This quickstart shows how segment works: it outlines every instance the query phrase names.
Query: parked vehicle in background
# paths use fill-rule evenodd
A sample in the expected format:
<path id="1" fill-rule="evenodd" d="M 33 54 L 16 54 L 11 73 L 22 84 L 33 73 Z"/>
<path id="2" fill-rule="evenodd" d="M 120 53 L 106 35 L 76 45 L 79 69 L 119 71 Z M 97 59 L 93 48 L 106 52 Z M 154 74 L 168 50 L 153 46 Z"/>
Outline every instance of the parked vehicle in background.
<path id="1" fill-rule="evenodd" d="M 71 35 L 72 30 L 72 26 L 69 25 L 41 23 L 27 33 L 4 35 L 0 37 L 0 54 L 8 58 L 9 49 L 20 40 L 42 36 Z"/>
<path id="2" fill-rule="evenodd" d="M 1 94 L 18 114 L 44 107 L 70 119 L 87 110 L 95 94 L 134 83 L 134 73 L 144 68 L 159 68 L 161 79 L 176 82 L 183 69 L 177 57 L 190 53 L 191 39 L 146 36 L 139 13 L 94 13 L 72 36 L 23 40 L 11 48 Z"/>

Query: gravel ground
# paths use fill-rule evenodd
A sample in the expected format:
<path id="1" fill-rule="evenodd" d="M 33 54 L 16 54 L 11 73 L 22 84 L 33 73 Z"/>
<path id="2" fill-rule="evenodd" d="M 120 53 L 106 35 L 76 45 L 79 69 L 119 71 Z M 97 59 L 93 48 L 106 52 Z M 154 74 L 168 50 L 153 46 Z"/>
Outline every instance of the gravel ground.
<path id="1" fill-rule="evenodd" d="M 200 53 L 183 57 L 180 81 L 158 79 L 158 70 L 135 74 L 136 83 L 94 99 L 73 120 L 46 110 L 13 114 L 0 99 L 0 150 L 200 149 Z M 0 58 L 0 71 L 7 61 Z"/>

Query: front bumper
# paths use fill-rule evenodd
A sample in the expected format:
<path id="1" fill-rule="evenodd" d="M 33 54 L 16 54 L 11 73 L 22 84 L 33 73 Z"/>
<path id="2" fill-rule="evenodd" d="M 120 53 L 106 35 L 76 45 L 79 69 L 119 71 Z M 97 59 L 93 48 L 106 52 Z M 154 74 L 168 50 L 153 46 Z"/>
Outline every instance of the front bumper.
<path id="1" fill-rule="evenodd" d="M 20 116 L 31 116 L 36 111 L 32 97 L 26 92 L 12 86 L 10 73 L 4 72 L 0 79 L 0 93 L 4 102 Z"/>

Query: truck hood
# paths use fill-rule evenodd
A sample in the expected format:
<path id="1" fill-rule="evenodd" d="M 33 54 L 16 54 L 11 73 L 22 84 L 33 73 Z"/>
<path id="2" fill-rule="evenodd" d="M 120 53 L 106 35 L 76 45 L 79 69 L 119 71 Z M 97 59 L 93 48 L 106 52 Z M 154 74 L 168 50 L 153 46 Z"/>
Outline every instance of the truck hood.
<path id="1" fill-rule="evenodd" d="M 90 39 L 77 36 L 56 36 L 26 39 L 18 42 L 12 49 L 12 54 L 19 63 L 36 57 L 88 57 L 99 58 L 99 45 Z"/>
#####
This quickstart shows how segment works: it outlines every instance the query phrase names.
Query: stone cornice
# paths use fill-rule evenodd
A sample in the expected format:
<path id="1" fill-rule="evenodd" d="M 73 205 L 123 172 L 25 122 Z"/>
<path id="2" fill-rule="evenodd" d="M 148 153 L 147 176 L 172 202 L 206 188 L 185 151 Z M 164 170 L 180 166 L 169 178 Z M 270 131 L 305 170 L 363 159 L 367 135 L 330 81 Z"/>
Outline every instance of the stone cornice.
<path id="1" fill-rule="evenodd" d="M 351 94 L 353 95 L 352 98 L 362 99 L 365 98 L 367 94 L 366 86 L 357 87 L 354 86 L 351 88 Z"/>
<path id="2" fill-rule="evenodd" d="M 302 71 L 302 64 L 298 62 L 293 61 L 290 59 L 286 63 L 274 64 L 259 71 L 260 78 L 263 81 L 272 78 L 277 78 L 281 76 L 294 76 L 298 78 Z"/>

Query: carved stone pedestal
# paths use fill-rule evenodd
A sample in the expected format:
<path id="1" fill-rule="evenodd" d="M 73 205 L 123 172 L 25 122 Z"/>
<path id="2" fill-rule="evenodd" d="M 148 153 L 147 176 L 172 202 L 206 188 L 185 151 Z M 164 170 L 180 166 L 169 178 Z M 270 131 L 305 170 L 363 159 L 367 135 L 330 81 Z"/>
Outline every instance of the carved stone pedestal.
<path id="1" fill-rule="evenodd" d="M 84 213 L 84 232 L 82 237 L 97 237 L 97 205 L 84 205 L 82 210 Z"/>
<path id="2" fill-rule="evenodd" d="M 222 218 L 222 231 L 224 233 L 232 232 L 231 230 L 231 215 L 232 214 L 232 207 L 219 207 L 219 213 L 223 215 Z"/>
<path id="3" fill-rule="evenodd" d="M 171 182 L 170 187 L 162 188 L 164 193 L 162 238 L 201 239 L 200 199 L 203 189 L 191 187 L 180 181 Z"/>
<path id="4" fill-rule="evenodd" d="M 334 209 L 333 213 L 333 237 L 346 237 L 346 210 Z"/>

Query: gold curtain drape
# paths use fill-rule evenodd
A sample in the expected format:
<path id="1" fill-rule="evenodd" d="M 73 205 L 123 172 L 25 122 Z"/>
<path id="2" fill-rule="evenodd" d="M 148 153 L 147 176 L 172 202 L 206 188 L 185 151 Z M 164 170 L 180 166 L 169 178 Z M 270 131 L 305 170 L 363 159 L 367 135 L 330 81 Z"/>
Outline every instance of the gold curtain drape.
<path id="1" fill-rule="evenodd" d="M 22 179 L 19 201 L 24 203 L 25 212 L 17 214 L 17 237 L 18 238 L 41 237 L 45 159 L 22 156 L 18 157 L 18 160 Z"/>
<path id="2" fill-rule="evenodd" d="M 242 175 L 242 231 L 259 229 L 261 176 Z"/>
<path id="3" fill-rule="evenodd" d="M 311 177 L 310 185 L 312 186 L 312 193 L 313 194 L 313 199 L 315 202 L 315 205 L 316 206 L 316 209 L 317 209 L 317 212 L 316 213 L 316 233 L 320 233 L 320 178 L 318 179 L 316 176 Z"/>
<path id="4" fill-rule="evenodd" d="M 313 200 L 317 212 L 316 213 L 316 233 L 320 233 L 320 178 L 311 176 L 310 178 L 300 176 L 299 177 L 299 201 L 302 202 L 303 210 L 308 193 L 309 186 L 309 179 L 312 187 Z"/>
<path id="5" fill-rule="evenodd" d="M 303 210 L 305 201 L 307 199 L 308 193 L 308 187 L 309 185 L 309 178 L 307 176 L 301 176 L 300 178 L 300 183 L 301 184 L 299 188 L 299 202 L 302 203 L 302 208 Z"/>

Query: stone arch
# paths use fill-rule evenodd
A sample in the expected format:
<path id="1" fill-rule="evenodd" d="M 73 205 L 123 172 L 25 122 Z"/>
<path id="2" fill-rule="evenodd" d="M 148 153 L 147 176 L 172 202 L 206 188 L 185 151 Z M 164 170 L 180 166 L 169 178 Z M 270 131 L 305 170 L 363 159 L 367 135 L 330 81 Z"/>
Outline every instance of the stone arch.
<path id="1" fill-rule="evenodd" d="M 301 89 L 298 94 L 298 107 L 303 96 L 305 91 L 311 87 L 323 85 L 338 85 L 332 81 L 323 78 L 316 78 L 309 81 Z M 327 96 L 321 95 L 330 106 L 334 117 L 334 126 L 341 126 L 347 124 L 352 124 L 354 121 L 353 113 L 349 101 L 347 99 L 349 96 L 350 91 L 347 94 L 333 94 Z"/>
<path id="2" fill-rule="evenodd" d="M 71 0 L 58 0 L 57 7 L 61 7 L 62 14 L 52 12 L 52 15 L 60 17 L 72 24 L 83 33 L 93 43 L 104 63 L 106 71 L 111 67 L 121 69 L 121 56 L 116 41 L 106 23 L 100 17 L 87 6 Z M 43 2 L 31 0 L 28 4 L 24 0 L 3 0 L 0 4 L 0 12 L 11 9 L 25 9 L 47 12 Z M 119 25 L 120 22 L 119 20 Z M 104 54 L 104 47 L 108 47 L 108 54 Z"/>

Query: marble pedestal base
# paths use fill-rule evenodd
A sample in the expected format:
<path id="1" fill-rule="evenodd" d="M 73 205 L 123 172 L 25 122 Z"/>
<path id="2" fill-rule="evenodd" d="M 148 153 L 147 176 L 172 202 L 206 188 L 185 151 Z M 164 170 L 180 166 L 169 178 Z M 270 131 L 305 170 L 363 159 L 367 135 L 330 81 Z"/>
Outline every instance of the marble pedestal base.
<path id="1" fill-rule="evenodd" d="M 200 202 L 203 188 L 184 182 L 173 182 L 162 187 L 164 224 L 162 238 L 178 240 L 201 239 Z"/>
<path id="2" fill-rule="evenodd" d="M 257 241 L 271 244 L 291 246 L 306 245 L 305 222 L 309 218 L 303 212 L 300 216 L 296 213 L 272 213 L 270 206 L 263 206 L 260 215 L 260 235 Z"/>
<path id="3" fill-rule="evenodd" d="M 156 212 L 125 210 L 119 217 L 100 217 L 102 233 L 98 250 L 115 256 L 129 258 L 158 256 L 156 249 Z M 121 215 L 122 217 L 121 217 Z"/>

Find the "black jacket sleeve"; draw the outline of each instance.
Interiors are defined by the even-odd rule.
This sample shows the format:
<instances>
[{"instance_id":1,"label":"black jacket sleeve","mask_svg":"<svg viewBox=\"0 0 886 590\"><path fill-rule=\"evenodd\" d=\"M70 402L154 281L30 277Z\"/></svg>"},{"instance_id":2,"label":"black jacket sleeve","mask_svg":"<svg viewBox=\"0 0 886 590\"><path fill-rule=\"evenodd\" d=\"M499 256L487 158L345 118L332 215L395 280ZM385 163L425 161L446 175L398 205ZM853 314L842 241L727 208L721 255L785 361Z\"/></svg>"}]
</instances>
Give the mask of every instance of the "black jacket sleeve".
#####
- What you will do:
Rewrite the lines from the one containing "of each instance." through the one containing "<instances>", replacing "sample" with "example" and leaving everything else unchanged.

- Exercise output:
Find the "black jacket sleeve"; draw the outline of each instance.
Interiors are defined by the even-odd rule.
This example shows the format:
<instances>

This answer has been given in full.